=== Recorded data ===

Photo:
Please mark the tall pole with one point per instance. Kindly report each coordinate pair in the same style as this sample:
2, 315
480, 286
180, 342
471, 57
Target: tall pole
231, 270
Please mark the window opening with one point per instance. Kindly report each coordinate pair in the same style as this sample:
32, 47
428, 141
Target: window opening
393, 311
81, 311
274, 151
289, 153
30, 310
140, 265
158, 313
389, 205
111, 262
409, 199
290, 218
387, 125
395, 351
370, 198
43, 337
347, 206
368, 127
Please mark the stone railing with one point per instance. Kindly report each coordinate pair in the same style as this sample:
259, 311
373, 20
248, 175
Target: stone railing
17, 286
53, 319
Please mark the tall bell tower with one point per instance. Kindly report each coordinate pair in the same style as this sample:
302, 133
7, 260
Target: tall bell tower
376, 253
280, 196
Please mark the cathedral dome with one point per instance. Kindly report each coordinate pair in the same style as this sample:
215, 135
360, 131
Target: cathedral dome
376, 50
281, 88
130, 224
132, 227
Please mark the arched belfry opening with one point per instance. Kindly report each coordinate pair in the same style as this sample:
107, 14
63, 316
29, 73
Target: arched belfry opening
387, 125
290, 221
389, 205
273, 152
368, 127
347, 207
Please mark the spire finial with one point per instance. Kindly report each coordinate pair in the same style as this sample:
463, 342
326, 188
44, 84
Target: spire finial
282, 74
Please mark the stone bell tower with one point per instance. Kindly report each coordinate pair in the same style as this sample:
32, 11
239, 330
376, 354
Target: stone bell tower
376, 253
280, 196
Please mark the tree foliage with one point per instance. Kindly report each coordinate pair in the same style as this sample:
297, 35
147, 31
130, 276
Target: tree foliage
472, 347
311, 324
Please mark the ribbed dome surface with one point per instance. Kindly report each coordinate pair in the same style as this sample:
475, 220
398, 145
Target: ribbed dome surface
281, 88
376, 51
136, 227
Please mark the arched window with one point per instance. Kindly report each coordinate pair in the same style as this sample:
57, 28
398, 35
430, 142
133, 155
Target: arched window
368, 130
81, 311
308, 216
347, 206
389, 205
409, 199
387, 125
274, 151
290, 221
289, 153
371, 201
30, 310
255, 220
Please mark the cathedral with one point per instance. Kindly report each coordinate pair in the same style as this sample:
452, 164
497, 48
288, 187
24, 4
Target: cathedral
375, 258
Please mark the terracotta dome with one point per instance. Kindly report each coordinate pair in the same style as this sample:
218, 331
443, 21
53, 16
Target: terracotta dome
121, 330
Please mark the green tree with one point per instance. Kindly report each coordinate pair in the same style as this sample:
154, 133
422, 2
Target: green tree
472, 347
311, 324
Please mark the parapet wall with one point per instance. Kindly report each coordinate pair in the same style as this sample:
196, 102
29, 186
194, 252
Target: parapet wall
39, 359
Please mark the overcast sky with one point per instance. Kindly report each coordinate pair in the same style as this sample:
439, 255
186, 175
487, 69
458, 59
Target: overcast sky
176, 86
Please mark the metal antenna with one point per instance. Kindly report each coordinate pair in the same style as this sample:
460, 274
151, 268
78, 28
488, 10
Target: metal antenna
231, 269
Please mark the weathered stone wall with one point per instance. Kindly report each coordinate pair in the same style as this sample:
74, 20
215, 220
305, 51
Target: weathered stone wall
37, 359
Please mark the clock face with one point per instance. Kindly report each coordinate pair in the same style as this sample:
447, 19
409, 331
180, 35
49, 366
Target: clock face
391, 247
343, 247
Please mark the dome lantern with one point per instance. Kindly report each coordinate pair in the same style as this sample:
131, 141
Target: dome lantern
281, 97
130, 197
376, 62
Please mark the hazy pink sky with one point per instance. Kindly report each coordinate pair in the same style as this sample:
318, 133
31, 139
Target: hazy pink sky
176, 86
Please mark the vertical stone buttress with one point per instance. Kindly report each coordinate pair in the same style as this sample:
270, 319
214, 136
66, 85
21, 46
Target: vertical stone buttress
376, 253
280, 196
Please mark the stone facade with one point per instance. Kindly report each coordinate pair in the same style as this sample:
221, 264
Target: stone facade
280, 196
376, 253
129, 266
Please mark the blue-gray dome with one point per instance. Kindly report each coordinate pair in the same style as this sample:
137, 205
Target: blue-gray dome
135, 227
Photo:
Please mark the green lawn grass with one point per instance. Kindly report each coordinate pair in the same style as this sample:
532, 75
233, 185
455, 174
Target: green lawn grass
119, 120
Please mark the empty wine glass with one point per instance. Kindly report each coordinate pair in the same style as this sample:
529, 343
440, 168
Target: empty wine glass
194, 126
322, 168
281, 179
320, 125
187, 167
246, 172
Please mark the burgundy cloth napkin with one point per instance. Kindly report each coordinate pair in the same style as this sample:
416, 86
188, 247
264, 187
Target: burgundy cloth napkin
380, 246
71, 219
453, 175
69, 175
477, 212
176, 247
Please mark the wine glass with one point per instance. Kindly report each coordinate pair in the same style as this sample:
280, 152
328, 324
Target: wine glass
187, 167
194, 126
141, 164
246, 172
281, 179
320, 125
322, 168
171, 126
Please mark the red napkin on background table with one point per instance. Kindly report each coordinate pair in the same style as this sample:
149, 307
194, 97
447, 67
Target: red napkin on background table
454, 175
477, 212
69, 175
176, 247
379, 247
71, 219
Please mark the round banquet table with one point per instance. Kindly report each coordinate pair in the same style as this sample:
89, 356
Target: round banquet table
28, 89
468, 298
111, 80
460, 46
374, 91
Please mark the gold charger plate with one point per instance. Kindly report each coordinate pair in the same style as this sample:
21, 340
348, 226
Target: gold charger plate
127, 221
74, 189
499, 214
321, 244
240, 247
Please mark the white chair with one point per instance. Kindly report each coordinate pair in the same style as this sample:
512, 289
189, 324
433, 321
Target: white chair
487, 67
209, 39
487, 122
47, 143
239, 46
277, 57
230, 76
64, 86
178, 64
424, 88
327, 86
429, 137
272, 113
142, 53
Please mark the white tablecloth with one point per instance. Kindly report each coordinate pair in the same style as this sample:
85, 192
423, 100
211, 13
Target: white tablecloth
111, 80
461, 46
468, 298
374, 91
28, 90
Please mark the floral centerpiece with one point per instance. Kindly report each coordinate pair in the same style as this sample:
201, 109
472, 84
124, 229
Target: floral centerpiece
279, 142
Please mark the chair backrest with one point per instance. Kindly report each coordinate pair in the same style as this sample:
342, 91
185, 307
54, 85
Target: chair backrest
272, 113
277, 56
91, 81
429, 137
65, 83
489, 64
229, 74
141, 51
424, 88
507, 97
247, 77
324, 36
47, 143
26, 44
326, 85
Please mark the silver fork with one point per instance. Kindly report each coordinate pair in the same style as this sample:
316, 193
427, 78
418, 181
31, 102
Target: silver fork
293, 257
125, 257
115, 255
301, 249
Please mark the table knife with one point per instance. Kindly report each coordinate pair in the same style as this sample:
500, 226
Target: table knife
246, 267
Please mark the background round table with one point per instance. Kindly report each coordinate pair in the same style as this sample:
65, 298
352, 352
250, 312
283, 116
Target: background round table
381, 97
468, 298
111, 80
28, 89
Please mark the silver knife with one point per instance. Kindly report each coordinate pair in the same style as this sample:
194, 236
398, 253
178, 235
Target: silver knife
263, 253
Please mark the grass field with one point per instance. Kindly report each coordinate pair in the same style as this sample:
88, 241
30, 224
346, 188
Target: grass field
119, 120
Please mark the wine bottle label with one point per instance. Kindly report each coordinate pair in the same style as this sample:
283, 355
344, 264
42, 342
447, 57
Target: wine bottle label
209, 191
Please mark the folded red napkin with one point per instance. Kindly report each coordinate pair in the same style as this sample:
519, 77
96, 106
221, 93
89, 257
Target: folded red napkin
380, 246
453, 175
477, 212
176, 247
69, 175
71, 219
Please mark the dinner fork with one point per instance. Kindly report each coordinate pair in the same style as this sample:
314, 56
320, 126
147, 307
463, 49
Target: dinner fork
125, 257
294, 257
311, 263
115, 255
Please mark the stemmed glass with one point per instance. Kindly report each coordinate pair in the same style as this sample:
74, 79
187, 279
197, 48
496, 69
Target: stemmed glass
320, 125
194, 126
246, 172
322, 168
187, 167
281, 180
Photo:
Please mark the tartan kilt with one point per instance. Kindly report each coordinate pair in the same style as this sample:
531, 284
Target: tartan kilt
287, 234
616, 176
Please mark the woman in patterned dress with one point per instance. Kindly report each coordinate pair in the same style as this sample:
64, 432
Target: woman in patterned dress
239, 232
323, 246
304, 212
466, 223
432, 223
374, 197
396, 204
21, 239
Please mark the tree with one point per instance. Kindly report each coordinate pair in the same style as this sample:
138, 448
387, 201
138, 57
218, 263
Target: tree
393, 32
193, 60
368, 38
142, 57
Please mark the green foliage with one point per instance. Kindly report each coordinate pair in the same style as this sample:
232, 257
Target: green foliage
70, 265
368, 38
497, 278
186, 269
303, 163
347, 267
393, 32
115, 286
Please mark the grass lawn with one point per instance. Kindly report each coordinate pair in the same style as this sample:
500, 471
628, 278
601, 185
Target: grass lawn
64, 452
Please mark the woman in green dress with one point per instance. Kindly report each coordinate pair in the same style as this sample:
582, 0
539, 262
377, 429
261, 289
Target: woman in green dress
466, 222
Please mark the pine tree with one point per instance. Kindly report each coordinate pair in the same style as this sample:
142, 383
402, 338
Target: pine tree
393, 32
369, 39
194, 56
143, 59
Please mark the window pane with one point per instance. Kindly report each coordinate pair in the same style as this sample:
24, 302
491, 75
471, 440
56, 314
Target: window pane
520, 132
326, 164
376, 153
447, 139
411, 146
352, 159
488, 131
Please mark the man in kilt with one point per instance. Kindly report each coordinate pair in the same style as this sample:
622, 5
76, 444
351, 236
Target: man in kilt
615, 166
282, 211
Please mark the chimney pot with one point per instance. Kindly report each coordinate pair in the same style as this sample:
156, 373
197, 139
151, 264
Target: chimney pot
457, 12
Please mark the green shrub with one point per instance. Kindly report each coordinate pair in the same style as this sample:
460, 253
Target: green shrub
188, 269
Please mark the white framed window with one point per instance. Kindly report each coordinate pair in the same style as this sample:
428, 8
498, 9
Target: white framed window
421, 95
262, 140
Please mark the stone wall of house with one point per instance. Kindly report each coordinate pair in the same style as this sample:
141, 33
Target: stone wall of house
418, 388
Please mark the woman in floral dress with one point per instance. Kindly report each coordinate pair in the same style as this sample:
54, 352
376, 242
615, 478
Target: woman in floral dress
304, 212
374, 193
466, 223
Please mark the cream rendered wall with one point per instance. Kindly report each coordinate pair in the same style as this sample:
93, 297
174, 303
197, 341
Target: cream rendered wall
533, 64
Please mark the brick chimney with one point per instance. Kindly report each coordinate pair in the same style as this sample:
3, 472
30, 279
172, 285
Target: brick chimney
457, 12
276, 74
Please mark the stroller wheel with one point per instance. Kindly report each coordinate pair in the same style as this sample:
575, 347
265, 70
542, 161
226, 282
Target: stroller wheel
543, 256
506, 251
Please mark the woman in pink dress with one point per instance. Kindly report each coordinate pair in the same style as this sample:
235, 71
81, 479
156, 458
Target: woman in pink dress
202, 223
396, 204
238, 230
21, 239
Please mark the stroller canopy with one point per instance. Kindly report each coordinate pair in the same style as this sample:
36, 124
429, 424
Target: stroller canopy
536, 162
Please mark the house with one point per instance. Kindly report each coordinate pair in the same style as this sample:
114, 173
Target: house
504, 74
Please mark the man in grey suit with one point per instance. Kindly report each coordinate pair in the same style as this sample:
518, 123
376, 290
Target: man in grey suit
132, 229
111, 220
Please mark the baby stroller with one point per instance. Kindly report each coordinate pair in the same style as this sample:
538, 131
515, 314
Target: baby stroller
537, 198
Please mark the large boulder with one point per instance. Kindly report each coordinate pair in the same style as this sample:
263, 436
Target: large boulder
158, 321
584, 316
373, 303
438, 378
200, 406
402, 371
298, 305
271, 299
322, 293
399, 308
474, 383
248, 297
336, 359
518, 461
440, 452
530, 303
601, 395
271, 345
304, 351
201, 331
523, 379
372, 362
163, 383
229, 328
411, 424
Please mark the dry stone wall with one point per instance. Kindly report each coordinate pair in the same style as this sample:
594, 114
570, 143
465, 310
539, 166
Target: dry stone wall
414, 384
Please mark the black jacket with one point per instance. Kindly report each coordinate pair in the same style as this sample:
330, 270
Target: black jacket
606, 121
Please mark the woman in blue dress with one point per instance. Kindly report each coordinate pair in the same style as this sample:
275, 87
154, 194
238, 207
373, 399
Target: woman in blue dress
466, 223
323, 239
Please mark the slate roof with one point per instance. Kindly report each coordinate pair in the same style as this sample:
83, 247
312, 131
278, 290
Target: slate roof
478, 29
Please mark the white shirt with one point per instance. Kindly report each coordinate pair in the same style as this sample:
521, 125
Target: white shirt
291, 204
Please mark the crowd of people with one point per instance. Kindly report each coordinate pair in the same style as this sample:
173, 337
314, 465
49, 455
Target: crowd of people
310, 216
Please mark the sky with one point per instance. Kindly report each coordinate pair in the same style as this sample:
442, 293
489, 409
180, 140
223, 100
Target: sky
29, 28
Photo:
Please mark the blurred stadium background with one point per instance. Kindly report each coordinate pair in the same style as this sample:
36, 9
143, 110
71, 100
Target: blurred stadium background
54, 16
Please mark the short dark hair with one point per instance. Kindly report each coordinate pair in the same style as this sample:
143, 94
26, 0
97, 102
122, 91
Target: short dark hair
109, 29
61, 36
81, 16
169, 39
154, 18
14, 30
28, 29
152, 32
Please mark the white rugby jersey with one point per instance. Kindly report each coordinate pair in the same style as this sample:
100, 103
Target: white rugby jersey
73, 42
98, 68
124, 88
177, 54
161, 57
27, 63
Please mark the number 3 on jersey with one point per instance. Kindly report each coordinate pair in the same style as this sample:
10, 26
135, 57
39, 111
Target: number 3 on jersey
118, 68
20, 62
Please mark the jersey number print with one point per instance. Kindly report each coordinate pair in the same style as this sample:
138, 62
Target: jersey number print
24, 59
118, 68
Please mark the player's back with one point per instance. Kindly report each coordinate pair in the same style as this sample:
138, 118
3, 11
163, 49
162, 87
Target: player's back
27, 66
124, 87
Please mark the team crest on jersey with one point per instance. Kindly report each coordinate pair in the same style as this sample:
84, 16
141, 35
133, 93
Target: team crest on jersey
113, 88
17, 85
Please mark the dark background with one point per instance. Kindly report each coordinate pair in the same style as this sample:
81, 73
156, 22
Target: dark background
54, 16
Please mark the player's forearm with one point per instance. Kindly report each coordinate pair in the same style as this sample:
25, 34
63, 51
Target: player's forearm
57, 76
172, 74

===

_What the task requires_
In your answer, include only the lines above starting at the line that holds "Target: crowd of people" and ending at the line that holds "Please mark the short", copied exactly.

_Expected answer_
Target: crowd of people
310, 216
Please mark the sky with one point per instance. Kindly report each coordinate pair in the same style as this sample:
442, 293
489, 409
180, 140
223, 100
Target: sky
29, 28
Photo:
Please mark the blurred stadium background with one point per instance. Kindly report each coordinate pair in the same style as this sample:
36, 9
143, 110
71, 100
Target: blurred stadium background
54, 16
Please mark the short dark hair with one point per instance. Kindly report each coordinate pair in the same style as this sample:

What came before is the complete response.